* _Stated goal_: Find the line that contains "of the ball" in the entries below. Restate it and every line after it, word for word, with no pictures.

## start Dataset content

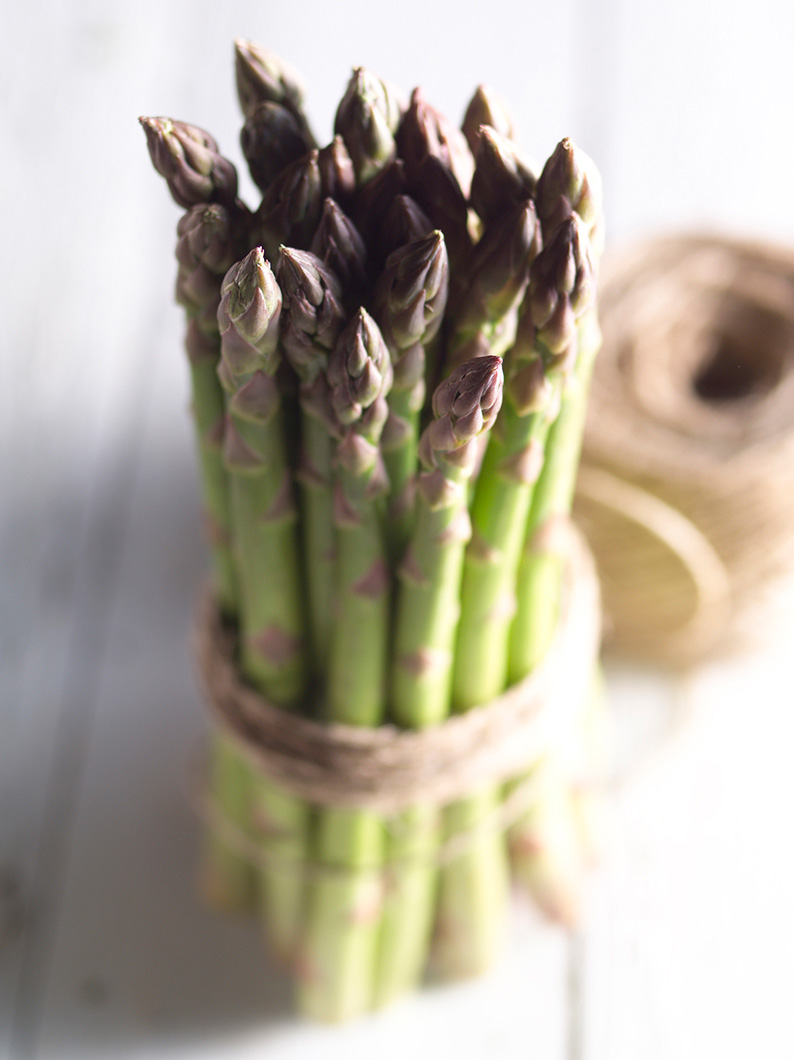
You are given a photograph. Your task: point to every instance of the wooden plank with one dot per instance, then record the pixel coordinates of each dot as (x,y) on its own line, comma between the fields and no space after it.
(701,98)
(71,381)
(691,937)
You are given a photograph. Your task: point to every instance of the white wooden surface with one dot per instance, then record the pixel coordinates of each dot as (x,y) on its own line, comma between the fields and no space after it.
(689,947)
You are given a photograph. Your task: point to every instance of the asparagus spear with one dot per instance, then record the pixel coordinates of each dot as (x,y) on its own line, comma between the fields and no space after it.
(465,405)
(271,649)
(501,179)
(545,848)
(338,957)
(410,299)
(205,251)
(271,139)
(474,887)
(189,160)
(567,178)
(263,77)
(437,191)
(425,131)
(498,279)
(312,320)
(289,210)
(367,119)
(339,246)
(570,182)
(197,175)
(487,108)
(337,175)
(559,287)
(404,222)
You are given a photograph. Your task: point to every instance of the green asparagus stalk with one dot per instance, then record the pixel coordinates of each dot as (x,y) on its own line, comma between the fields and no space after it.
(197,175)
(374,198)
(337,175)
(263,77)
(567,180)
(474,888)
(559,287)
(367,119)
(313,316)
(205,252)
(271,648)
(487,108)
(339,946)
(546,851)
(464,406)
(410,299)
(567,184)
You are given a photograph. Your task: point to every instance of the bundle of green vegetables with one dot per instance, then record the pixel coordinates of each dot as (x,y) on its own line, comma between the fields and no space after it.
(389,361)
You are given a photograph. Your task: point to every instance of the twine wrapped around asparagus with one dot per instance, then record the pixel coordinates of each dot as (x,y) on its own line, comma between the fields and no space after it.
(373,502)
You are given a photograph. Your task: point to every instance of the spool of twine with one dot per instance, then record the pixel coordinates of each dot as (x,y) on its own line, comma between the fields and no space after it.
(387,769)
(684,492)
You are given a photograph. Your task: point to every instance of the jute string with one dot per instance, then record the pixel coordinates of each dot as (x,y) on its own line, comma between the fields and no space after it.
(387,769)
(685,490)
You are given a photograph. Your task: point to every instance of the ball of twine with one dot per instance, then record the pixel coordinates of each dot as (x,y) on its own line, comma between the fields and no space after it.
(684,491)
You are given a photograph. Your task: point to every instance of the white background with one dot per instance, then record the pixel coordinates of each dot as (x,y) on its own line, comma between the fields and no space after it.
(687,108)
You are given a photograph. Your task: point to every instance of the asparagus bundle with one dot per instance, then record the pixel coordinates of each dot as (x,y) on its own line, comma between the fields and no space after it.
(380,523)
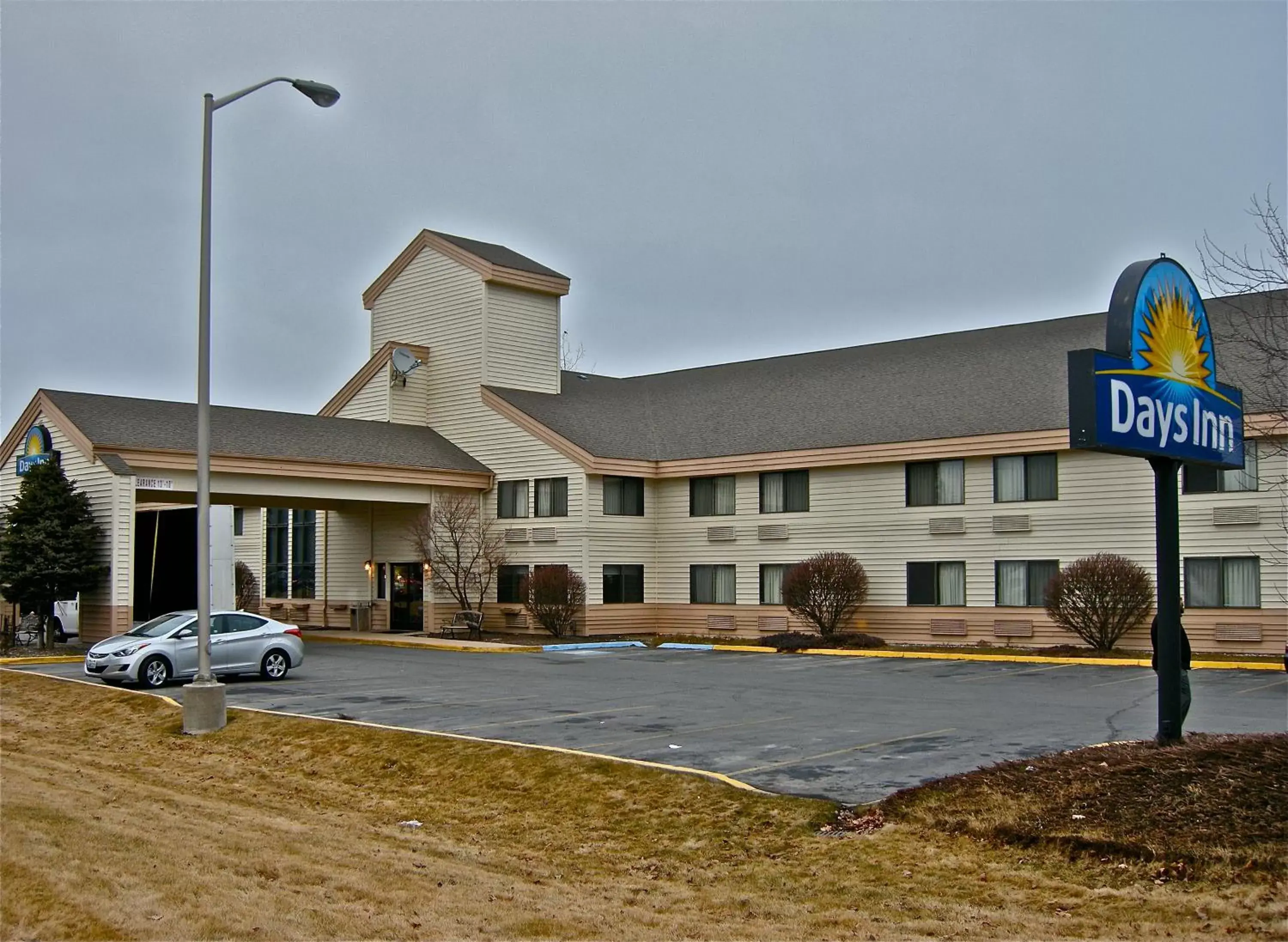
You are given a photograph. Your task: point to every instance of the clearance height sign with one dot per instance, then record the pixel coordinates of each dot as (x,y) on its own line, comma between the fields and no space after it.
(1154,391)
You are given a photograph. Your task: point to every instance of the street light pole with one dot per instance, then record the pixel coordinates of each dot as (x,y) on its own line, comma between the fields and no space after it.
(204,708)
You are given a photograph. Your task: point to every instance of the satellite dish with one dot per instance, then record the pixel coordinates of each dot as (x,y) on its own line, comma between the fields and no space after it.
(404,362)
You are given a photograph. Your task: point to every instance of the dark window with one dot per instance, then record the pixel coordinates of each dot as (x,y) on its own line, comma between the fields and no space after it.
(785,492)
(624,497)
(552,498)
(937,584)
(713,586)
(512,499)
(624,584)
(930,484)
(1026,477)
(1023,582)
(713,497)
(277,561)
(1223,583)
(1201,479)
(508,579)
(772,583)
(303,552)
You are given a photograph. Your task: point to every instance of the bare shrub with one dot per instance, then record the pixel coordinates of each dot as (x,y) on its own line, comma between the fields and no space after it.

## end Dataset content

* _Reply_:
You are given a photograph. Your task: point to every instance of the ball of twine with one dot per instance, then record the pixel coordinates of each dot as (x,y) on its own line, comma between the fields and no space after it.
(684,491)
You are given a photograph. Your task: point to every instance of the white background with one dot per instance, then record the pixel coordinates of each dot as (x,y) on its own line, comma between the fields and no space after it.
(687,108)
You are given a photograph. Your task: point to every instance of the asparagus bundle with one dot per instance, then record the pixel coordinates of each dot as (x,y) on its own line, comma between the fields and no space after it.
(380,523)
You are given a photograph. Your task: point to every instance of the clearance height sign with one dot per instance, then record the pixel coordinates of each dot as (x,y) on its own line, comma between the fields and no space after it.
(1154,391)
You are given a photograph. Your task: point to every instance of the street light pole with one dot per instance, then record the pixel coordinates of each dot as (x,y) on its own line, comma between the fields and no space after it.
(204,708)
You are given a photograph. Your task: point to every instance of the satellite dish with one dot per instance, then record the pixel coordinates of each dot as (x,y) on its own line, comma between the fields and no space after it.
(404,362)
You are given a photograph. Your task: point to every instance of the dark window with one dot per instance, then record the pixel coordinates of each dot as (x,y) on its own line, comma between the fields and no space after it.
(785,492)
(624,497)
(552,498)
(937,584)
(713,586)
(512,499)
(624,584)
(930,484)
(1026,477)
(1023,582)
(713,497)
(277,561)
(1223,583)
(1201,479)
(508,579)
(772,583)
(303,552)
You are given a photograph. Your task: point to every instance of the bare shrub with one dot per instance, then record the pixel coordinates of each dot as (x,y) on its own line, comma between the fields and no space after it.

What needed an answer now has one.